→ **EXTRACTED TEXT**
(The following articles are reprinted with permission from the 2022 Advent booklet, A Christmas of Light and Peace, published by Unity. The booklet is available online at unity.org)


I am at peace with my home, my family, my friends, my coworkers, and everyone I meet as I go about my day. My peace comes from deep within. From the indwelling Holy Spirit, the Christ presence I am.

As I celebrate the season of Jesus’ birth, I recognize not only that I am the living, breathing Christ spirit here on earth, but also that everyone else is as well. As I honor the Christ spirit within every individual, the people with whom I interact feel the loving vibrations emanating from me. They in turn carry those vibrations of peace and love to everyone along their paths.

Even when events around me and news of the day do not reflect God’s love, I know that love is ever present and that through continuously sending out love to the world, the consciousness of the entire Universe is slowly changing from darkness to light. ~ Rev. Vernelle Nelson

 In The Revealing Word, Unity cofounder Charles Fillmore defines peace as “harmony and tranquility derived from awareness of the Christ consciousness.” A peacemaker can say peace to turbulent waves of thought and reduce all thoughts of strife, anger, and retaliation to peace and harmony. In everyday terms, we can declare peace in the external unless and until it is cultivated within. Peace begins with me. ~ Rev. Karen Shepherd

Hope and Faith

This time of year, I find myself reflecting on Christmases past. I remember one year asking for what I considered the most prized of all gifts: an air hockey table. This thing had it all! It was a single-player version with lights, bells, and everything a 7-year old cold ever want!

I also recall how tough things were financially. My father had left the ministry to become an insurance salesperson. My mother worked as a nursing assistant in a senior care facility. But as a child, I did not understand our financial woes—I simply knew what I wanted. I hoped and wished as every child does. I had faith that my parents would not forget my request and reminded God of that faith in my bedtime prayers.

When I woke up Christmas morning and saw the giant box labeled with my name, I jumped for joy! I threw my arms around my dad and mom, thanking them for the best gift ever. And like a child, I thought I had never felt so loved.

Years later, I feel the echoes of that Christmas. While I may not experience that same unfettered excitement, there is an inexhaustible sense of wonder present. As a child, the anticipation of receiving that air hockey table occupied my thoughts. Today my mind is open to innovative ideas, new ways of expressing the indwelling Christ in thought, word, and action. Time in prayer and reflection grounds my faith in the awareness of being, and I become its loving caretaker. Rev. David Brian Adams


When the mind is filled with joy, the heart sings. Singing always puts me in a joyful mood. Even in the midst of chaos, my mind conjures up a tune and my heart sings it.

Advent is the perfect time to make a joyful noise as we anticipate the birth of something new in our lives. I experience the feeling of joy when I take the time to be in the moment. I consciously look for the joy in everything. When I sing, “I have the joy, joy, joy, joy, down in my heart,” I realize my heart is the only place where real joy can be found.

There is always something to sing about. So, whenever I find myself in a sad, melancholy, or fearful mood, I simply breathe, become still, and listen to the music in my soul. There within is where I find my joy. ~ Rev. Sandra Campbell

What Child Is This?

→ **DATA SHOWN**
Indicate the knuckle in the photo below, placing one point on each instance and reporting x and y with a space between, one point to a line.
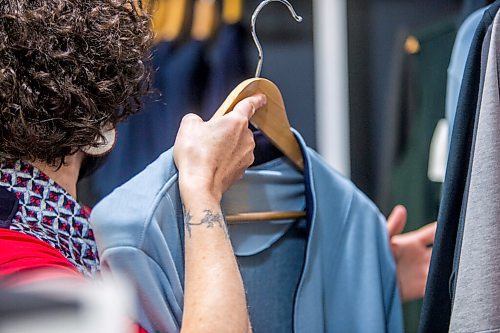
190 117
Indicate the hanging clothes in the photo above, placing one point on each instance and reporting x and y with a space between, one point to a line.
185 80
457 63
417 105
180 79
476 302
470 6
228 66
341 275
436 310
140 139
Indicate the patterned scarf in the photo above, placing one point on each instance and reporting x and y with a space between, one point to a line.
51 214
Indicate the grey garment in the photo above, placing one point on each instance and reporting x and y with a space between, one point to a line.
461 224
476 305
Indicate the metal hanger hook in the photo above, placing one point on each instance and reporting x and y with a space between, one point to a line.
254 33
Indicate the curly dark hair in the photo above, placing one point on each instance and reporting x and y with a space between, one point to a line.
67 69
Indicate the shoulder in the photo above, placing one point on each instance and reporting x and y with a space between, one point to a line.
21 256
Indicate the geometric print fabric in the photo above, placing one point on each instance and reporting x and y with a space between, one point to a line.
50 214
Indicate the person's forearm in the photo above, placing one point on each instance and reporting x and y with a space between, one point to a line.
214 293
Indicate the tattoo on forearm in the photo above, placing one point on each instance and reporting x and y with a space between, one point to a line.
209 219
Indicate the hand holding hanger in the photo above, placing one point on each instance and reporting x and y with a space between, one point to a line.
271 120
230 153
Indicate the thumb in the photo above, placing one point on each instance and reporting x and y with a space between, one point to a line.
397 220
249 105
427 233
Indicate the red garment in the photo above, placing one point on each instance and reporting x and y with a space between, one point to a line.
25 259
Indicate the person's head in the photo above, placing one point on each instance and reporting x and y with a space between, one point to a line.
68 69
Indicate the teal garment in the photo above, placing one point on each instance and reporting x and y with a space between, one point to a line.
347 278
456 68
426 75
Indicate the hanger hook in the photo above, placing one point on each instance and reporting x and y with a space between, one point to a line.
254 33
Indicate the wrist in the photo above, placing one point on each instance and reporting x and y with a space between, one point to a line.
197 193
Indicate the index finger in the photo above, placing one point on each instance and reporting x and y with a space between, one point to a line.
426 233
247 107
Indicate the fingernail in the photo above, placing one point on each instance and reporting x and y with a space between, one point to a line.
263 100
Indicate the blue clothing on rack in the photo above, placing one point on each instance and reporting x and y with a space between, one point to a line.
436 309
457 63
340 276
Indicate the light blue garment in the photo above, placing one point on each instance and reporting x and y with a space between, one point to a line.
347 282
456 68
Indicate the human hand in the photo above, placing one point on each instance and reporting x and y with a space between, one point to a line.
212 155
411 252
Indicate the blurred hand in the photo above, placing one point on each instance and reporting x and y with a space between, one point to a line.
411 252
212 155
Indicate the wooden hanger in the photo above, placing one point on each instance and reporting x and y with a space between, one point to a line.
232 11
271 120
204 19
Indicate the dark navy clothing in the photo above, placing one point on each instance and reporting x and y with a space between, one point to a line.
436 310
340 276
178 81
228 65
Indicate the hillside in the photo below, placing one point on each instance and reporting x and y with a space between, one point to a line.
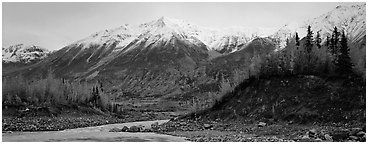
280 109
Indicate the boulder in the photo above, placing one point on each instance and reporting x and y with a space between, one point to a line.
125 129
207 126
133 129
360 134
312 133
340 135
328 138
318 140
115 130
261 124
354 131
353 138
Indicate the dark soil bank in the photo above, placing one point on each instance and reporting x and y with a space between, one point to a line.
60 118
300 108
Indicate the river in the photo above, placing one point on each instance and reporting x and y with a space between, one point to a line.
93 134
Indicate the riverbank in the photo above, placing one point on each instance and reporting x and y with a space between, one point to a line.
69 118
93 134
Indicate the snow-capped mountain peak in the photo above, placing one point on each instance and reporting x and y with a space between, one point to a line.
23 53
165 28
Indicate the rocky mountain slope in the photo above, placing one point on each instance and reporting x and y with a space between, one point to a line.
23 53
169 57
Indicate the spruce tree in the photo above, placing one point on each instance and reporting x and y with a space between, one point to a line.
335 42
308 49
328 41
309 40
318 40
296 39
344 65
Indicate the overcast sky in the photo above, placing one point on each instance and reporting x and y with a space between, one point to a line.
55 25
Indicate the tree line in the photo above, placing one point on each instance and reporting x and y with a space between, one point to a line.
309 56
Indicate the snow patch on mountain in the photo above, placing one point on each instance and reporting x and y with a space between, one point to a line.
23 53
164 29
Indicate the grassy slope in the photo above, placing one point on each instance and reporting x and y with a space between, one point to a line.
302 99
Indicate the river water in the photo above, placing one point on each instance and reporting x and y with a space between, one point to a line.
93 134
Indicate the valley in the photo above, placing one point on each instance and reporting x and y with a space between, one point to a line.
170 80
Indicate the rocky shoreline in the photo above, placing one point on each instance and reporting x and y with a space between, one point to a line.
261 132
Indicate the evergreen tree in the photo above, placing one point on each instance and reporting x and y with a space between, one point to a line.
328 41
318 40
309 40
335 42
344 65
308 50
296 39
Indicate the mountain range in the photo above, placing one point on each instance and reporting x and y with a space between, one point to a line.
171 57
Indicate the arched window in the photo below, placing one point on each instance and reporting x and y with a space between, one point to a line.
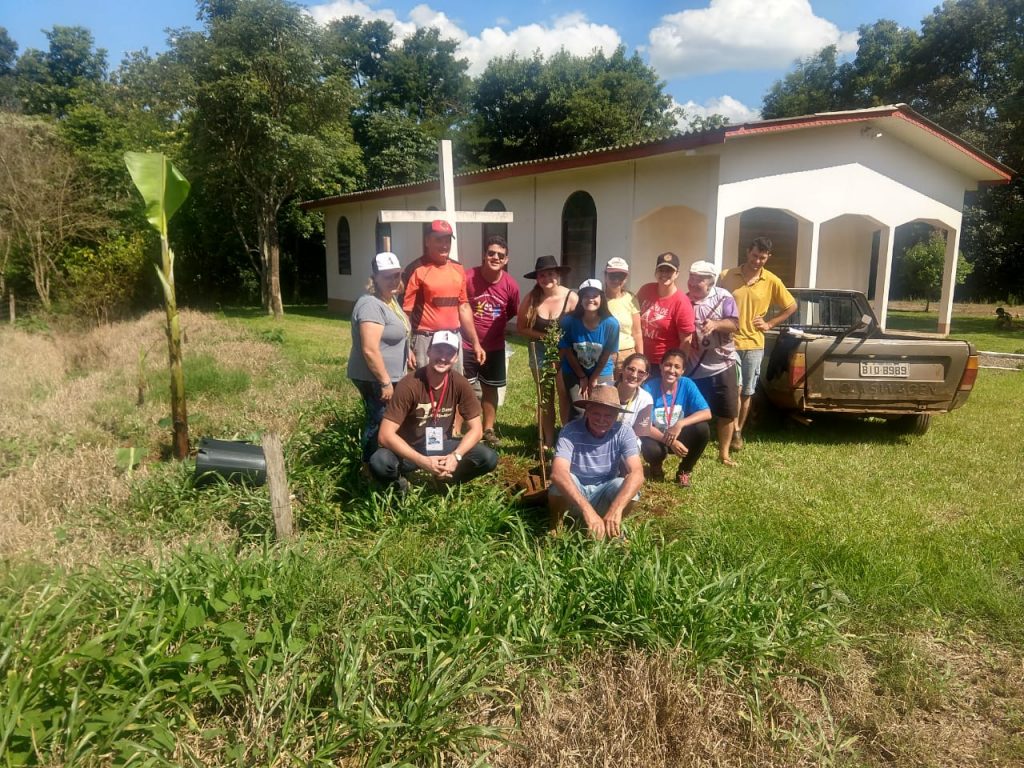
426 224
344 247
495 228
383 237
580 237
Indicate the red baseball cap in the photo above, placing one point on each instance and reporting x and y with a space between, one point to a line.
440 226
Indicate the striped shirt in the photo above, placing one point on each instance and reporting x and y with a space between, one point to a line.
595 460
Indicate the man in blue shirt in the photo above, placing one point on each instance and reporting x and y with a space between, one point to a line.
587 477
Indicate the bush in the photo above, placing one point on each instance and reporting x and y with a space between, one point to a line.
104 282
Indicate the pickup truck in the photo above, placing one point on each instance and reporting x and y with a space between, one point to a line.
830 356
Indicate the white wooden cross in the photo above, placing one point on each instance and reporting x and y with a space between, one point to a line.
448 211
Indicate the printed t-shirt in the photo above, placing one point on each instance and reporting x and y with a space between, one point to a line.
635 407
411 406
595 460
687 399
494 304
716 351
589 344
753 301
394 338
433 295
664 321
623 308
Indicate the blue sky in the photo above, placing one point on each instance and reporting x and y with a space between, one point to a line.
715 55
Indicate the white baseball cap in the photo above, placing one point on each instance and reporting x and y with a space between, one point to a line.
705 268
445 337
385 261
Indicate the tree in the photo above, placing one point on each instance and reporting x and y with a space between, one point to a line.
530 108
70 72
8 57
266 122
817 84
355 48
44 204
922 267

→ **WRITTEN PROBLEM 1**
For each statement below, decide whether it agrees with the Advent reflections, and support each yes or no with the deciding words of the text, quoted exactly. (a) In the air hockey reflection, the writer's father left the ministry to become an insurance salesperson. (b) In the same reflection, the writer's mother worked as a schoolteacher. (c) The reflection on joy says the heart is the only place where real joy can be found.
→ **WRITTEN PROBLEM 2**
Extend the Advent reflections with a new passage that follows their final heading, "What Child Is This?"

→ **EXERCISE ANSWER 1**
(a) Yes: "My father had left the ministry to become an insurance salesperson."
(b) No: "My mother worked as a nursing assistant in a senior care facility."
(c) Yes: "I realize my heart is the only place where real joy can be found."

→ **EXERCISE ANSWER 2**
It was December 1990, just months after the beginning of the Gulf War, when I found myself stationed in Japan at the Misawa Air Base. It was my first Christmas away from home and my first in a foreign country, so everything was different and new. Serving in the military overseas is a unique experience in itself—doing so in a time of conflict created a longing in me for the things of home.

I turned to the season’s music for comfort and joy to cope with the distance. I found a song that somehow felt new to me in my Christmas collection. “What Child Is This?” is a Christmas hymn that William Chatterton Dix wrote in 1865. I fell in love with it and often found myself lost within the mystery of the soulfulness of each word’s movement.

The intellectual side of me knew and understood that the song heralded the birth of Jesus, while the intuitive that I was becoming saw this as a lens through which I could look upon the world around me. In the face of the Gulf War, I quietly questioned: What child is this being born through all the chaos and destruction? In looking at my life away from the familiar, the question became: What child is this being born out of the unfamiliar?

Every year since, I have become more aware of how every element of the story comes to life anew for us. In their own way, the Christmas stories become the poetry of rebellion and the song of change that allow us to choose on which side of history we will land. The same is true in every element of our seasonal rituals, as they allow more God through us to be made known in the world in times of violence or peace, helplessness or hope.

What will remain for us when every decoration is appropriately stored and every candle extinguished? What remains is for us to take up our living, loving, and being in this world together. We must be daring enough to question our impact on the world and desire to know what is born in us and what is born in the world when we ask.

Many of our traditions and rituals involve telling the stories, singing the songs, and gathering to remember and claim the origin story as part of our own stories. We must be prepared to go and tell it on all of the mountains of our lives today that the holy birth did not just happen a long time ago; it is happening now and again for all of us.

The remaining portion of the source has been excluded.